WORK INSTRUCTIONS>
1. According to the distressed construction article, what did Elliot Steiner say are the markets in Toronto, Montreal, and Vancouver all in?
2. Continue the distressed construction article from its last sentence, in the same style.

READING TEXT>
>>

From Chaos to Completion: Navigating Distressed Construction Projects

Lessons from the front lines of Canada’s distressed real estate sector: How Elm Developments helps lenders salvage value from half-built projects amid a tough real estate market

Insolvency Insider’s latest webinar—From Chaos to Completion: Navigating Distressed Construction Projects—featured Elliot Steiner, President of Elm Developments, for an in-depth discussion on how he approaches distressed construction projects on behalf of lenders and receivers.

Market Pressures and Lender Realities

Steiner, who frequently steps into half-built developments as a construction manager, spoke candidly about the realities of the current market. “The markets in Toronto, Montreal, and Vancouver are all in trouble,” he said, noting that the slowdown and financing pressures are creating unprecedented challenges for developers and lenders alike.

He explained that while lenders initiate enforcement proceedings to protect their position, they rarely have an appetite for ownership: “Most lenders are not in the loan-to-own business. They just want their money back. Lenders want their money back almost as soon as they give it away.” By the time a receiver is appointed, Steiner said, “it’s because they’re not getting paid, it’s just getting worse, and they’re legitimately afraid.”

Acting Early to Preserve Value

He urged lenders to act early rather than waiting too long to bring in outside professionals. “Time is your killer,” Steiner warned. “Lenders enter into forbearance after forbearance because they have faith and are trying to avoid getting lawyers involved, but the truth is, after a certain point, they’re only making it worse. And some projects we see, if we had gotten involved six months or a year earlier, things would have been much better, if only for the interest accrual.”

Addressing how he achieves stability once engaged, Steiner emphasized the importance of alignment among all players: “The best thing you can do is get the existing lenders, surety, and as many of the current stakeholders onside as possible. That’s the key to success.” But he also acknowledged the funding gap that plagues distressed projects: “The truth is nobody wants to finance a workout.”

<<

PROVIDED MATERIAL>
>>

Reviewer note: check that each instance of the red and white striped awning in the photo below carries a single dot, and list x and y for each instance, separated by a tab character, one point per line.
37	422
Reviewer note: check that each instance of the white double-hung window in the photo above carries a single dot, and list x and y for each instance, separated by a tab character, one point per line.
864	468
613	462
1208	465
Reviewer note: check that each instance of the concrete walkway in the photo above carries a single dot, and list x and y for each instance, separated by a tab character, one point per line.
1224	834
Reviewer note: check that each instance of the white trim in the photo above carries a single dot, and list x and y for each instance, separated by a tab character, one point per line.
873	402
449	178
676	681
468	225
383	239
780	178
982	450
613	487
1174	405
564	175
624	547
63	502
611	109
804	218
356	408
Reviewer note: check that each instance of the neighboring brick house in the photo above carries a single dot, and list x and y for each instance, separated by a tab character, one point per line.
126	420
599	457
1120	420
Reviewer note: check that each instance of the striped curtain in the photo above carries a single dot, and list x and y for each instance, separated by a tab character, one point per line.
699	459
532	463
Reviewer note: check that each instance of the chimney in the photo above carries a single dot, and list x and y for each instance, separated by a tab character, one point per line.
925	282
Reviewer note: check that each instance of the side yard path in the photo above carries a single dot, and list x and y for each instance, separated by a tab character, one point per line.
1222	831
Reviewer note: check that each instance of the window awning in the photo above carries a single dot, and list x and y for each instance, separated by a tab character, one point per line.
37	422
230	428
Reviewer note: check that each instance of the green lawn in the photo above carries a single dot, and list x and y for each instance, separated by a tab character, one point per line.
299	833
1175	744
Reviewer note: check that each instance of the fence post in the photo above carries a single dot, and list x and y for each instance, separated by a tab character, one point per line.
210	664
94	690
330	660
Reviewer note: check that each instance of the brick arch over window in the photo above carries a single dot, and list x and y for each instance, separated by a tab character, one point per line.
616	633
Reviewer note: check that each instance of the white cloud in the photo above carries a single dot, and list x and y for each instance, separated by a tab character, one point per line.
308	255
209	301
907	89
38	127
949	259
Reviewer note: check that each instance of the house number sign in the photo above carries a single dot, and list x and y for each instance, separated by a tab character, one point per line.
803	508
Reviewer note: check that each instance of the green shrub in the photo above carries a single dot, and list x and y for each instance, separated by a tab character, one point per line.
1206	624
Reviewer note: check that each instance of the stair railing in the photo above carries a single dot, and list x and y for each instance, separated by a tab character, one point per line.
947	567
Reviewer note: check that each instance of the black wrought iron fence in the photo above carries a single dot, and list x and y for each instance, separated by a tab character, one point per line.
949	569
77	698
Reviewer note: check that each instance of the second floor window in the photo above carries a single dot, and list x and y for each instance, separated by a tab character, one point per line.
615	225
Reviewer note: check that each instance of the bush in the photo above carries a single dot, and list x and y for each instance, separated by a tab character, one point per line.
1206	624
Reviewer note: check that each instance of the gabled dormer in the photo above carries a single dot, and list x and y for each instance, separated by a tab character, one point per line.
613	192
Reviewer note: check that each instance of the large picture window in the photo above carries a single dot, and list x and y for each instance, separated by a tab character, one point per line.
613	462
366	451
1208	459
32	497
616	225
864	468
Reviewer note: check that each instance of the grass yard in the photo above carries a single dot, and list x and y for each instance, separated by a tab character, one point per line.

<<

RESPONSES FOR EACH TASK>
1. Trouble.

2.
Creativity Amid Distress

From his perspective, timing is everything. “The further along the project, the more complicated, and the harder to get value back when you sell,” he said, underscoring how late-stage distress can erode recoveries. Still, he maintained that opportunities remain for well-prepared professionals who can step in decisively to manage risk and complete viable projects.

Despite the many challenges facing the market, Steiner pointed to several recent success stories that demonstrate what can be achieved when experienced professionals are involved early. Among them was Elm’s work on the Elevate Condos in Kitchener, a four-tower development placed into receivership in late 2023. Elm, through its construction division, initially joined the project to stabilize operations but ultimately teamed up with Genesis Mortgage Investment Corporation and Dorr Capital Corporation to acquire it. “We took over in late October 2024 and we proceeded to get to work the very next day,” Steiner said. “Long story short, we actually turned the project over September 19 of this year. The schedule burned us all out, but we closed units with existing purchasers, which was key to the project, and the lenders will get paid in full.” The Elevate turnaround, he noted, underscored the importance of creativity, collaboration, and persistence in extracting value from complex real estate workouts.

Steiner’s insights captured the tension at the heart of today’s real estate restructuring environment: complex projects, cautious lenders, and limited capital. Yet his message was clear—success depends on experience, collaboration, and the ability to deliver certainty in uncertain times.